Input ->

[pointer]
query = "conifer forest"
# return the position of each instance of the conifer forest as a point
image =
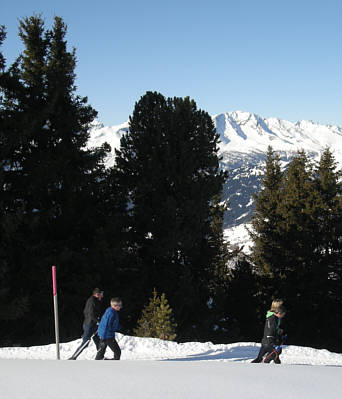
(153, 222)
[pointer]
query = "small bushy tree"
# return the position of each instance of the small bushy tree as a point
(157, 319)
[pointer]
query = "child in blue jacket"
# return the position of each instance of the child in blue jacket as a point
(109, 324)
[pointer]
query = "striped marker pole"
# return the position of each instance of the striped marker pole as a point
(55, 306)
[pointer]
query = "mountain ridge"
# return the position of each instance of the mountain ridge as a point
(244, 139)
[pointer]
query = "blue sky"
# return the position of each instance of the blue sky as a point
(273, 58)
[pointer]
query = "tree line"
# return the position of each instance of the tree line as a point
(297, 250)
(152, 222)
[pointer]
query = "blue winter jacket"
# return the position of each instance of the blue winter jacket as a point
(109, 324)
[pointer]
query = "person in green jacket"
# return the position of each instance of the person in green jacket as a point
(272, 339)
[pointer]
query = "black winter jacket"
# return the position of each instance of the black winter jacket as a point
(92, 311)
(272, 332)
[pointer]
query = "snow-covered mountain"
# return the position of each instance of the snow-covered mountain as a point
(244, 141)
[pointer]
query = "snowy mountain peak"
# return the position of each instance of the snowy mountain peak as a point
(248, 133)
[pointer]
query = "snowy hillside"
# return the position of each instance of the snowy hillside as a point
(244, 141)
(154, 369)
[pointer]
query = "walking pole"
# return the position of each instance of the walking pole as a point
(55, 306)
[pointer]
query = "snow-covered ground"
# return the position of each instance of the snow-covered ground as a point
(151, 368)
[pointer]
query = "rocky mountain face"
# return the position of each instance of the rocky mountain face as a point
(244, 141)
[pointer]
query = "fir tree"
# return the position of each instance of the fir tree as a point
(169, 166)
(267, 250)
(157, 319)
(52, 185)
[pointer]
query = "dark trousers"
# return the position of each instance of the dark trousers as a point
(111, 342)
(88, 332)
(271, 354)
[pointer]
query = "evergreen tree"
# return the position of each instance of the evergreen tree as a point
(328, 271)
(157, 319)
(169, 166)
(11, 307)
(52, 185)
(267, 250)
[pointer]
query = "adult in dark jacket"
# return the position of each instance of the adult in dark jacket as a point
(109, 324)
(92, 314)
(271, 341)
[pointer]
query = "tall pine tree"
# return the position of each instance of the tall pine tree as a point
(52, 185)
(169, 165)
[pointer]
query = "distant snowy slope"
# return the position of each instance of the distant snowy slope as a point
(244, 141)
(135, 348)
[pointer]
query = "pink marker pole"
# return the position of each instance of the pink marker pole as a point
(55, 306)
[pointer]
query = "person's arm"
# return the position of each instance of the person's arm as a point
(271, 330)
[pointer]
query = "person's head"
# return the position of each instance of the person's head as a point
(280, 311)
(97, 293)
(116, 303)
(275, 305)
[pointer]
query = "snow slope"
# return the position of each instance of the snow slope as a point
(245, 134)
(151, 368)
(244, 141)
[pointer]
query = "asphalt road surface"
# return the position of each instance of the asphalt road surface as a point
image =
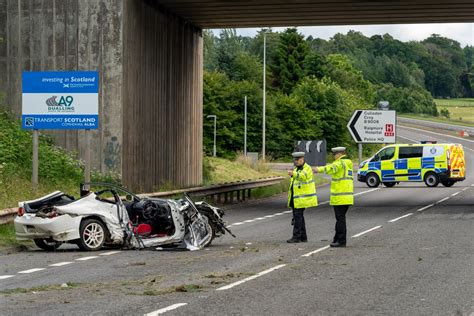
---
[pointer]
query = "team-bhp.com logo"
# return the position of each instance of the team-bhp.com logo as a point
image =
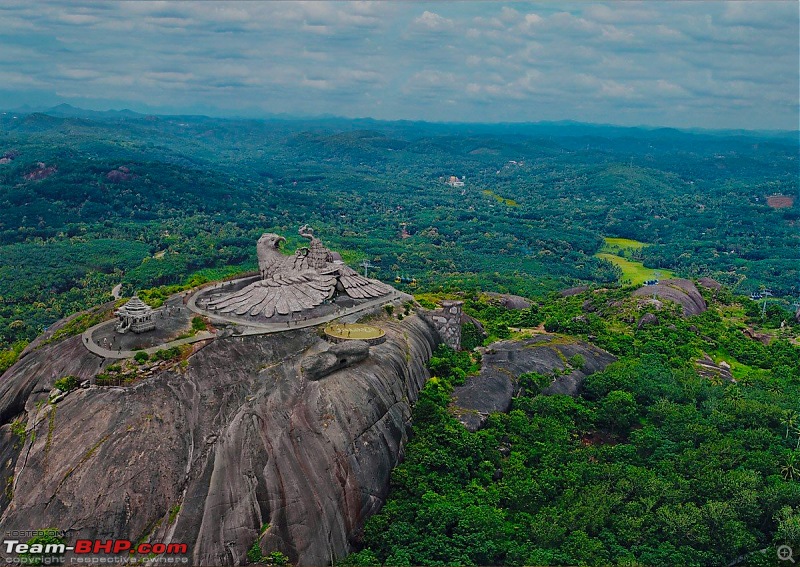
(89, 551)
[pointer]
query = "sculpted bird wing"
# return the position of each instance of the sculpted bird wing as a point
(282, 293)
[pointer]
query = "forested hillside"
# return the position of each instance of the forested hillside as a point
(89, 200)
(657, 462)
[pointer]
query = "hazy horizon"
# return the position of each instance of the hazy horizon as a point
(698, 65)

How to complete this task ->
Copy each line of the data that includes the word "conifer".

Final answer ->
query = "conifer forest"
# return the position of each instance of the conifer forest as a point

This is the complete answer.